— START QUOTED TEXT —

# Why can't NAMA sell some of it s foreign assets to reduce our Debt?



## Smart_Saver (24 Feb 2012)

All of the talk in the recent days of the proposed sale of the family jewels in the form of ESB, Coillte etc. is slightly bewildering. I presume the reason given to sell these assets is that capital is required to balance books etc. However I can't understand why NAMA at this stage cannot do more to help this situation. 

For instance why can't they offload some of the foreign properties or holdings they have on their books in order to bring in some required capital ?
After all they bought them at a massively reduced price so surely they could/should be able to realise some value off these now ?


----------



## Brendan Burgess (24 Feb 2012)

It's important to understand that NAMA owns loans, rather than properties as such. If the borrower defaults on the loan they can appoint receivers and sell the property to redeem the loan. They are doing this. 

In many cases the loans are performing and NAMA has no right to sell the property.


----------



## Smart_Saver (24 Feb 2012)

Fair enough - but surely these loans can also be sold on to a third party without affecting the borrower. Isn't that what happened in the setup of NAMA ?


----------



## Superman (25 Feb 2012)

GoMayoGo said:


> Fair enough - but surely these loans can also be sold on to a third party without affecting the borrower. Isn't that what happened in the setup of NAMA ?


They are selling them off - how do you think they are funding the developments they are undertaking?
There is an issue of whether they should be selling it off - where the properties are likely to make significant more in the future.
It is worth keeping an eye on this blog:
http://namawinelake.wordpress.com/


----------



## Smart_Saver (27 Feb 2012)

Superman said:


> They are selling them off - how do you think they are funding the developments they are undertaking?
> There is an issue of whether they should be selling it off - where the properties are likely to make significant more in the future.
> It is worth keeping an eye on this blog:
> http://namawinelake.wordpress.com/



Can you explain the first part, what developments are they undertaking? Is it this classification where they are Class I up to IV ? 

Either way it still doesn't justify why NAMA should hold onto some properties/loans (whatever you want to call them) in the hope of making a bigger profit down the road. 
And on the other hand have the Government of the day sell off primary (and maybe more profitable) assets like Coillte or the ESB. 

That's the argument up for discussion here.


----------



## Chris (28 Feb 2012)

GoMayoGo said:


> All of the talk in the recent days of the proposed sale of the family jewels in the form of ESB, Coillte etc. is slightly bewildering. I presume the reason given to sell these assets is that capital is required to balance books etc. However I can't understand why NAMA at this stage cannot do more to help this situation.
> 
> For instance why can't they offload some of the foreign properties or holdings they have on their books in order to bring in some required capital ?
> After all they bought them at a massively reduced price so surely they could/should be able to realise some value off these now ?



One problem is that the purchases were finance through taking on debt. The other problem is that even with the discount applied, many property prices have continued to go down, with the exception of prime London real estate.


----------

— END QUOTED TEXT —
— START RECORD EXTRACTS —

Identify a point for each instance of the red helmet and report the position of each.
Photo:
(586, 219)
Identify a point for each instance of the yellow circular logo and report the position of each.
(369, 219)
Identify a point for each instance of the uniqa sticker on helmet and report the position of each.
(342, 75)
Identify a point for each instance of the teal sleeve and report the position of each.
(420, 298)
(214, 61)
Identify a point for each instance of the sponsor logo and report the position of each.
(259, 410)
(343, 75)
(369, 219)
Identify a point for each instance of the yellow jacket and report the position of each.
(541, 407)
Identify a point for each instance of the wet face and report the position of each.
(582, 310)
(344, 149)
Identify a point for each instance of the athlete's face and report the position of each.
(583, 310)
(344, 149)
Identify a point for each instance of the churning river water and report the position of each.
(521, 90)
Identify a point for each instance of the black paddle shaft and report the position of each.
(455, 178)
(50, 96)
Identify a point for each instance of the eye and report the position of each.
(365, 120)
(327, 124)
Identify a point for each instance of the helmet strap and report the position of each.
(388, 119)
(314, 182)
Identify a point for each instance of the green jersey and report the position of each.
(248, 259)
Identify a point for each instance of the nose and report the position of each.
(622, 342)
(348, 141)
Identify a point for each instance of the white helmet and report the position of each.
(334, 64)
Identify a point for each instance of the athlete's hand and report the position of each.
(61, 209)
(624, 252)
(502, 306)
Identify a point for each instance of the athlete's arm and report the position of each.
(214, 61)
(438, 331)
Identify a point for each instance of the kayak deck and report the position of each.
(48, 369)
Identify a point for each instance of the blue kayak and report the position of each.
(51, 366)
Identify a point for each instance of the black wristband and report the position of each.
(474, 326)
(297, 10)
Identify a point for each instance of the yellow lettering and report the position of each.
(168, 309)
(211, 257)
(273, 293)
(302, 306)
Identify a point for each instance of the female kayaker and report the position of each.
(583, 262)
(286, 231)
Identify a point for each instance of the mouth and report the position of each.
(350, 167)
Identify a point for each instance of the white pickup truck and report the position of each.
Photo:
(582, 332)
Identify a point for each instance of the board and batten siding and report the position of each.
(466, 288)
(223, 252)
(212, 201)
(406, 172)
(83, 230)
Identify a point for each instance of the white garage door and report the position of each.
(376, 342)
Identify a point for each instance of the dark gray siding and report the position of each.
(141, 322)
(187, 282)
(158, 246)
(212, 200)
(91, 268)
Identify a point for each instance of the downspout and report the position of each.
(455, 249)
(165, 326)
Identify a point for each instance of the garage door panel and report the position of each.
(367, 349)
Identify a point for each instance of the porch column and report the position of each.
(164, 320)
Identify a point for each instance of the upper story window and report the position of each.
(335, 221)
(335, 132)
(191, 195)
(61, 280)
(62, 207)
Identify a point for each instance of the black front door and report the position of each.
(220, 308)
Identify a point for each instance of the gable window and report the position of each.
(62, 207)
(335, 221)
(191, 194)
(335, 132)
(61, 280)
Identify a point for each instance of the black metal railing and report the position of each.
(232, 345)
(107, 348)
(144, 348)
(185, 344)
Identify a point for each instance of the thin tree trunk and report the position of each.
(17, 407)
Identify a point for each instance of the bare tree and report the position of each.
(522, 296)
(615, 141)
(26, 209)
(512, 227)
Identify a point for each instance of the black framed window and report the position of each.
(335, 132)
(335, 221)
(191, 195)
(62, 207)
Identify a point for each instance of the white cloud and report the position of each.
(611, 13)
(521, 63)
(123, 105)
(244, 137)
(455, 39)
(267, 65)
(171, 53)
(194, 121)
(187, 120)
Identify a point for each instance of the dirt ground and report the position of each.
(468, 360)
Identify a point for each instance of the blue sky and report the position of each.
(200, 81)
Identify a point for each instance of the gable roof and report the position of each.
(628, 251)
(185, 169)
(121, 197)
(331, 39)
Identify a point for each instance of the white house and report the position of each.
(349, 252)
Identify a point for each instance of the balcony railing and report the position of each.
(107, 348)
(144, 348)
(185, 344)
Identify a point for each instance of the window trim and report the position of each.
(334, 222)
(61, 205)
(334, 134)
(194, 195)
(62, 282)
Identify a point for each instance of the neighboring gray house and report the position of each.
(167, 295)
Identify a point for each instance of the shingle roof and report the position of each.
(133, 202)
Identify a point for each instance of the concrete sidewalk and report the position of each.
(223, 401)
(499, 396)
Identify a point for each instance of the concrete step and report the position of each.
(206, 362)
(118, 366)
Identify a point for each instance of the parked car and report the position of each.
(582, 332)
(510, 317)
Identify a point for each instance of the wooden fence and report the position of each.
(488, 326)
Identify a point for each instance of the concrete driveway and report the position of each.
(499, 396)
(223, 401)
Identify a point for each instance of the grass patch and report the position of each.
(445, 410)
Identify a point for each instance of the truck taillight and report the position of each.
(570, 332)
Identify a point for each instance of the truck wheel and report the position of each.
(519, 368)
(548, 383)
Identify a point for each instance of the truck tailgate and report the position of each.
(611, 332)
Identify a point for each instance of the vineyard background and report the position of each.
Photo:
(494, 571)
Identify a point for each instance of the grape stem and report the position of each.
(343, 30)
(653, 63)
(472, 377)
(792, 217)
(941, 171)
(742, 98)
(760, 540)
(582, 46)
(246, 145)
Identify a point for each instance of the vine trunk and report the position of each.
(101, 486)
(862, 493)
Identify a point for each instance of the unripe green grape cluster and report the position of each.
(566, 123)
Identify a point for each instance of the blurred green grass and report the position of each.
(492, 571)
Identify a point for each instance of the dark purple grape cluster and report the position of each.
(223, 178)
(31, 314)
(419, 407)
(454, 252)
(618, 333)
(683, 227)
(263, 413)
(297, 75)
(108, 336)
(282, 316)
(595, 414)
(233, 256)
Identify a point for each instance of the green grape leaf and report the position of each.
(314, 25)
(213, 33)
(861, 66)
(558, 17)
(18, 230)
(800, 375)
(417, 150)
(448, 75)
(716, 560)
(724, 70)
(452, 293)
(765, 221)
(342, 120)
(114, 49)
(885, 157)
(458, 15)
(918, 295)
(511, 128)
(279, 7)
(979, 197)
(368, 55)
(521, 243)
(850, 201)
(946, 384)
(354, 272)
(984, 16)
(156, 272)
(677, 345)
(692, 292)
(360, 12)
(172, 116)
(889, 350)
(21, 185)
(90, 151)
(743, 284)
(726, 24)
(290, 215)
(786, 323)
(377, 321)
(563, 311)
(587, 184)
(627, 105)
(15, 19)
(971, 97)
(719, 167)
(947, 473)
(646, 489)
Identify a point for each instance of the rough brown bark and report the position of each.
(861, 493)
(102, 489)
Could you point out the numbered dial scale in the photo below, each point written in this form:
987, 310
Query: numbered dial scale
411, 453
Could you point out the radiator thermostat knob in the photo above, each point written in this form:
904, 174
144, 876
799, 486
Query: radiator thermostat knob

— END RECORD EXTRACTS —

SET TASKS:
• 1. Reproduce the NAMA thread word for word, between "## Smart_Saver (27" and "I up to IV ?", inclusive.
• 2. Condense the paragraph of the NAMA thread that opens with "It's important to understand that NAMA owns loans" and keep its main facts.

ANSWERS BELOW:
• 1.
## Smart_Saver (27 Feb 2012)

Superman said:


> They are selling them off - how do you think they are funding the developments they are undertaking?
> There is an issue of whether they should be selling it off - where the properties are likely to make significant more in the future.
> It is worth keeping an eye on this blog:
> http://namawinelake.wordpress.com/



Can you explain the first part, what developments are they undertaking? Is it this classification where they are Class I up to IV ?

• 2. NAMA owns loans, not properties. When a borrower defaults, it can appoint receivers and sell the property to redeem the loan, and it is doing so.